• Etkinlik listesi:
1. Aşağıdaki FMS metnine göre (a), (b) ve (c) ifadelerinin metinle uyuşup uyuşmadığını evet ya da hayır ile belirtin ve her cevabın dayandığı sözleri metinden olduğu gibi alıntılayın.
(a) FMS hastalarında laboratuvar testleri normaldir.
(b) FMS hastalarında eklem muayenesi normal sınırların dışındadır.
(c) FMS şekil bozukluğuna yol açar.
2. Aşağıdaki FMS metnine göre şu soruları cevaplayın:
(a) FMS tanısı neyle konur?
(b) Esas belirti olarak ne gösterilir?
(c) Eşlik eden belirtilerden en sık görülenler nelerdir?
3. Aşağıdaki FMS metnini son cümlesinden sonra sürdürün.

FMS tanısı, öykü ve fizik muayene bulguları ile konur. Ağrının dağılımı, ağrıya eşlik eden belirtiler ayrıntılı olarak değerlendirilmelidir. Eklem muayenesi ve adale kuvvetleri normal sınırlar içerisindedir. Tanımlanmış dokuz çift hassas noktadan 11'inin ağrılı bulunması FMS tanısı için gereklidir. Bu hassas noktalar ense, boyun, omuz, sırt, göğüs duvarı, dirsek, kalça, bel ve diz bölgesindedir. Bu hastalarda laboratuvar testleri normaldir, ancak FMS'yi taklit eden hastalıkların ayırt edilebilmesi için testler uygulanır.

* Bu hastalığın tedavisi var mı, varsa nasıl yapılıyor?

Hastaya hastalığının gerçek olduğu, ağrının şiddetli olabileceği ancak yaşamı tehdit etmediği, şekil bozukluğu ve sakatlığa neden olmadığı anlatılmalıdır. Tedavinin uzun sürebileceği ve düzenli takip gerektirdiği açıklanmalıdır. Tetikleyici faktörler belirlenmeli ve gerekli önlemler alınmalıdır. İlaç tedavilerinin yanı sıra egzersiz ve fizik tedavi uygulamalarının da önemli yeri vardır.

Ağrılar üç aydan uzun sürüyorsa dikkat!

Kişi uzun saatler uyusa bile sabah hiç uyumamış gibi yorgun kalkar. Bazen uykuya dalmada zorluk veya sık uyanma şeklinde uyku bozukluğu olabilir...

* Üç aydan uzun süren yaygın ağrı esas belirtidir. Hasta ağrısını tanımlamakta ve yerini söylemekte güçlük çekebilir.

* Daha çok boyun, sırt ve bel ağrısından yakınırlar. Eşlik eden belirtilerden en sık görülenler sabahları belirgin olan yorgunluk ve dinlendirici olmayan uykudur.

• Veri kümesi kayıtları:
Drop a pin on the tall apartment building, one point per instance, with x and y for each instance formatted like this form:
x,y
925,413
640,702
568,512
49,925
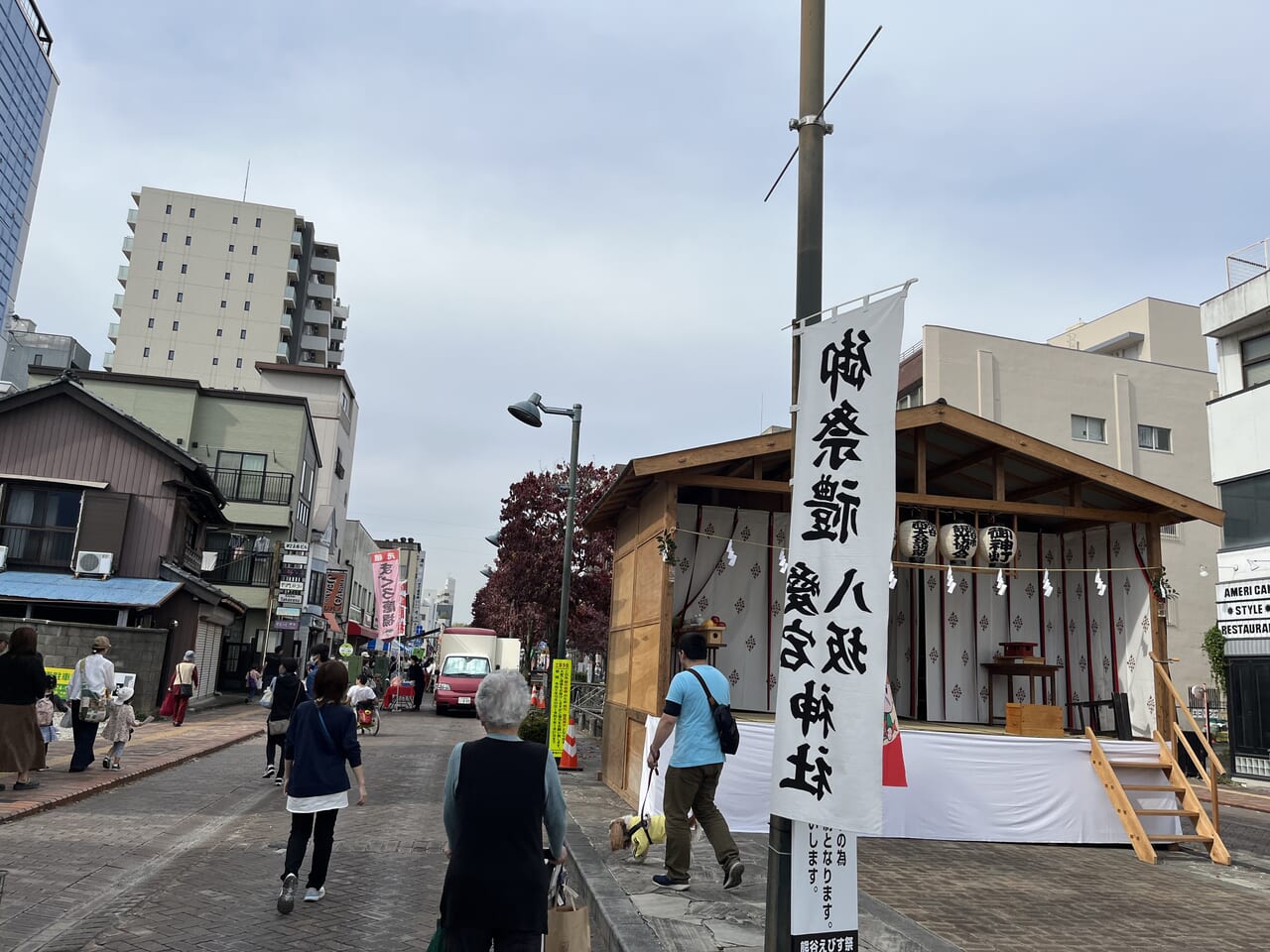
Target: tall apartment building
x,y
28,86
213,286
1127,390
1238,318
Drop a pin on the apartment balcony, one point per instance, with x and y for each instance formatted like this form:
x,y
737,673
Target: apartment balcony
x,y
317,290
254,486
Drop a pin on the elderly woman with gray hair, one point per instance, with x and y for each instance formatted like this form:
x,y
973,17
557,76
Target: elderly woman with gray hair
x,y
499,792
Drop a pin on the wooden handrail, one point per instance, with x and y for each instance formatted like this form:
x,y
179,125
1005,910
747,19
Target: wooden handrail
x,y
1179,703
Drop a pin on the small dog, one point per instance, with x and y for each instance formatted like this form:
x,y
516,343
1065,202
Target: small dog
x,y
639,833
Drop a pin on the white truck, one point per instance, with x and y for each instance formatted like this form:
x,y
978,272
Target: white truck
x,y
463,657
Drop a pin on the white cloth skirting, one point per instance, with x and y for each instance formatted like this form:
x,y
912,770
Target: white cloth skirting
x,y
316,805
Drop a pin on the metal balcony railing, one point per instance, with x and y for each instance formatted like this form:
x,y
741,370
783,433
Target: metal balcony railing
x,y
238,567
252,486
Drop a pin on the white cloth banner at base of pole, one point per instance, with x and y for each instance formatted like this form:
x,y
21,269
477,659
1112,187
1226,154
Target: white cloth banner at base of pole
x,y
825,902
826,757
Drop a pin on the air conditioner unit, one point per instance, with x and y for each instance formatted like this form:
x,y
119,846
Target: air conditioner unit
x,y
94,562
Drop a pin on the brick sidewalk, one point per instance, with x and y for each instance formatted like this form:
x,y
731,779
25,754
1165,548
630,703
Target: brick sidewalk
x,y
154,747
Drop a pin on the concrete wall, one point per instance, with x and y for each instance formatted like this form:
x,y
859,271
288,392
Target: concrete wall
x,y
134,651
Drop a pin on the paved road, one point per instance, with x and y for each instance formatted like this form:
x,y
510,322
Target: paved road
x,y
190,857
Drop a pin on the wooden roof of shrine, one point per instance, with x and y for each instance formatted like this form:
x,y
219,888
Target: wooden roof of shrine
x,y
945,460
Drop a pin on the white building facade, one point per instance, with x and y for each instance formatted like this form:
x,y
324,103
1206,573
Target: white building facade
x,y
1239,439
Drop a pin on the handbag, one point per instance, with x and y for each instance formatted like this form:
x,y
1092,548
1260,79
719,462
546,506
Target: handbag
x,y
568,923
94,708
729,735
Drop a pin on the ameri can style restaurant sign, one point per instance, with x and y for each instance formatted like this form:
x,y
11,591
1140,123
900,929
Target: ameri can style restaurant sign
x,y
830,688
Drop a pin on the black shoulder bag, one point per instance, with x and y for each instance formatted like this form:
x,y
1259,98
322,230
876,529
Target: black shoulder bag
x,y
729,735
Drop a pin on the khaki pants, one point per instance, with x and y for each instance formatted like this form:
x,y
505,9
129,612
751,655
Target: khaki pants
x,y
693,788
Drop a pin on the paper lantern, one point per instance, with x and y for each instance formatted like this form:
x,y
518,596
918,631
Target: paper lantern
x,y
917,539
997,546
957,542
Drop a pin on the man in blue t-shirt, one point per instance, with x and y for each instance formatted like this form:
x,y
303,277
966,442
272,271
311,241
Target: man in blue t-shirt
x,y
697,765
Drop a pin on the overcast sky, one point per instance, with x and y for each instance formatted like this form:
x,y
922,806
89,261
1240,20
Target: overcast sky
x,y
567,197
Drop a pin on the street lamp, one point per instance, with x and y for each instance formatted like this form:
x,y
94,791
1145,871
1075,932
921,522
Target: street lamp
x,y
530,413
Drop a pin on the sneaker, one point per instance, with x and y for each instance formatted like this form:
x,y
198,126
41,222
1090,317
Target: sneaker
x,y
287,895
667,883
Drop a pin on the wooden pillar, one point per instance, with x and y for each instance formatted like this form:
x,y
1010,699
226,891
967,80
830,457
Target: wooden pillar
x,y
1159,638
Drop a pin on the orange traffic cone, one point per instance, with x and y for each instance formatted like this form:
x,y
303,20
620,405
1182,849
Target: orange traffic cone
x,y
570,756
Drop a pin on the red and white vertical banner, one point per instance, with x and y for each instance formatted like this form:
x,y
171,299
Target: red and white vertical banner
x,y
385,576
826,754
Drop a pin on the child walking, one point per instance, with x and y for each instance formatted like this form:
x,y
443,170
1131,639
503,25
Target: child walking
x,y
118,726
45,710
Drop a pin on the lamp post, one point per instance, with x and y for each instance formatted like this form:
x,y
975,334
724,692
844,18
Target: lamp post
x,y
530,413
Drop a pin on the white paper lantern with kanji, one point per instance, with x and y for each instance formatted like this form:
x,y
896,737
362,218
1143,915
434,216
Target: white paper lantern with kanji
x,y
997,546
957,542
917,539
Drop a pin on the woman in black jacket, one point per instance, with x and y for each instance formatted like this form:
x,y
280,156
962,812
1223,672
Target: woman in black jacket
x,y
22,684
289,693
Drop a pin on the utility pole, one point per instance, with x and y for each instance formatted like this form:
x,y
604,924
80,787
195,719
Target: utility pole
x,y
812,130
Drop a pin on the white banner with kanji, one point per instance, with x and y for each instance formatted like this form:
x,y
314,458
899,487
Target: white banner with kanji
x,y
826,754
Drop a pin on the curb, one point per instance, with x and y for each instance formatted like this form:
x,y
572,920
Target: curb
x,y
613,918
127,778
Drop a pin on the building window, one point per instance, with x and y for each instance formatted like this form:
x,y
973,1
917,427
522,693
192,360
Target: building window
x,y
1088,429
1247,512
1255,354
40,525
1159,438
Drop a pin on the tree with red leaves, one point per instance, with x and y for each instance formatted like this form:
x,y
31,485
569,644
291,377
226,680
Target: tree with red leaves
x,y
522,595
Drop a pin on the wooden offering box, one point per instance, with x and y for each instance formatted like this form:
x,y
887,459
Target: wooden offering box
x,y
1034,720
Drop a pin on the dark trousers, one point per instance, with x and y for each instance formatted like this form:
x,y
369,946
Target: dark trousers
x,y
694,788
85,733
273,748
321,828
479,939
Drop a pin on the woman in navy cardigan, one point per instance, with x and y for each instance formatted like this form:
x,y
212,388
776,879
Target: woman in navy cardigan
x,y
320,740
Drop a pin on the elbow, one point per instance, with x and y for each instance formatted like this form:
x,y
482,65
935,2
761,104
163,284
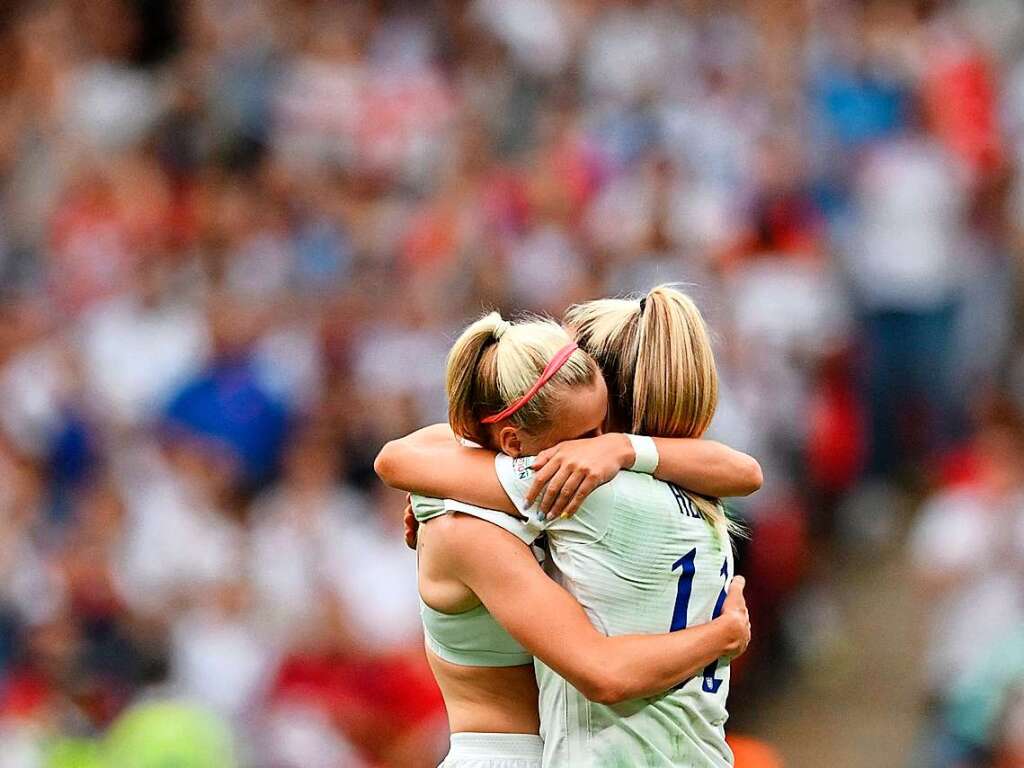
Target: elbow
x,y
751,476
606,686
385,464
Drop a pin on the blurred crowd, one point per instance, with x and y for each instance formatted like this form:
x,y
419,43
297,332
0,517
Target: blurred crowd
x,y
237,238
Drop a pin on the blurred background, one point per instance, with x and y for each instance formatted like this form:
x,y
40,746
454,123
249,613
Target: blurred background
x,y
237,238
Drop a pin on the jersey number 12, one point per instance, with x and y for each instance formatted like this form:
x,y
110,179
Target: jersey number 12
x,y
687,563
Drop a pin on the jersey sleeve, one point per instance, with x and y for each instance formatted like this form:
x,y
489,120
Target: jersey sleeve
x,y
426,508
520,528
590,521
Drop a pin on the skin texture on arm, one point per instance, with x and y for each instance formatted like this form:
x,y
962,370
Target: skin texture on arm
x,y
568,472
552,626
431,463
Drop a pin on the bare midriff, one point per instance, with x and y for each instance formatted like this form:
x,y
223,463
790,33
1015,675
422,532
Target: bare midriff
x,y
487,699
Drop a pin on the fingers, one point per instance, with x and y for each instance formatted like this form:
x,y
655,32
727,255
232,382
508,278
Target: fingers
x,y
585,489
542,478
554,487
566,494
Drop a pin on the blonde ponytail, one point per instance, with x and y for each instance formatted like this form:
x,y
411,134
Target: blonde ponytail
x,y
657,360
494,363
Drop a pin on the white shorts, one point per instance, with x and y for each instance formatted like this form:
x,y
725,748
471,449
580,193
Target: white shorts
x,y
494,751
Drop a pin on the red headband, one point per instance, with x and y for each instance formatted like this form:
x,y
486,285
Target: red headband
x,y
560,358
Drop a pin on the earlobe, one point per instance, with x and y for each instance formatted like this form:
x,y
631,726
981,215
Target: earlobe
x,y
509,441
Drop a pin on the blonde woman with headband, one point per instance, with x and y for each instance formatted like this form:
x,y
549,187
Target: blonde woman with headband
x,y
617,555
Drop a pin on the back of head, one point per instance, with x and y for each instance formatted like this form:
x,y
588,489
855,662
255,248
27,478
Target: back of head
x,y
494,363
657,360
656,357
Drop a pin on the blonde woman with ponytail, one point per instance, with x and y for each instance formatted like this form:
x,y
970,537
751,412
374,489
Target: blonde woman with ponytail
x,y
486,605
640,555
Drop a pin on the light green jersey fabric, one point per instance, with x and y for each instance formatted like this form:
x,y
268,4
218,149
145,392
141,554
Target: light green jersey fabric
x,y
472,638
640,559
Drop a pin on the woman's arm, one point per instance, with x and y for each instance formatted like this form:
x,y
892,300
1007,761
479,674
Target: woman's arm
x,y
431,462
568,472
552,626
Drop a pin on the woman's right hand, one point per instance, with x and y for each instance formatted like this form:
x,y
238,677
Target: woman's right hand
x,y
734,612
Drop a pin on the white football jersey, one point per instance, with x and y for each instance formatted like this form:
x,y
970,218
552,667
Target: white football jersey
x,y
640,559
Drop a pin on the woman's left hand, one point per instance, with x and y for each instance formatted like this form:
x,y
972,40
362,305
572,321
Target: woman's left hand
x,y
568,472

• Maddelere göre cevaplar:
1.
(a) Evet: "Bu hastalarda laboratuvar testleri normaldir"
(b) Hayır: "Eklem muayenesi ve adale kuvvetleri normal sınırlar içerisindedir."
(c) Hayır: "şekil bozukluğu ve sakatlığa neden olmadığı anlatılmalıdır"

2.
(a) Öykü ve fizik muayene bulgularıyla konur.
(b) Üç aydan uzun süren yaygın ağrı esas belirtidir.
(c) Sabahları belirgin olan yorgunluk ve dinlendirici olmayan uykudur.

3.
* Hastalar enerjilerinin olmadığını ve bunun günlük yaşamlarını etkilediğini ifade ederler. Ev işlerini yapmakta bile zorlanabilirler.

* Bazı hastalarda yumuşak dokularda şişlik hissi, uyuşmalar, gerilim tipi baş ağrısı, 'irritabl barsak sendromu', ağrılı adet kanamaları, sık idrara çıkma, çene ekleminde ağrı, huzursuz bacak sendromu, depresyon ve anksiyete tabloya eşlik edebilir. Bu kadar çeşitli belirtilerin olması farklı hastalıklar ile karışmasına neden olur.

* Yakınmalar psikolojik streste, soğuk ve nemli havalarda artış gösterebilir. Uzun süre aynı pozisyonda çalışma, belirtileri artırabilir. Sıcak duş ve banyo, ılık ve kuru hava, tatil, dinlendirici uyku genellikle belirtileri hafifletir.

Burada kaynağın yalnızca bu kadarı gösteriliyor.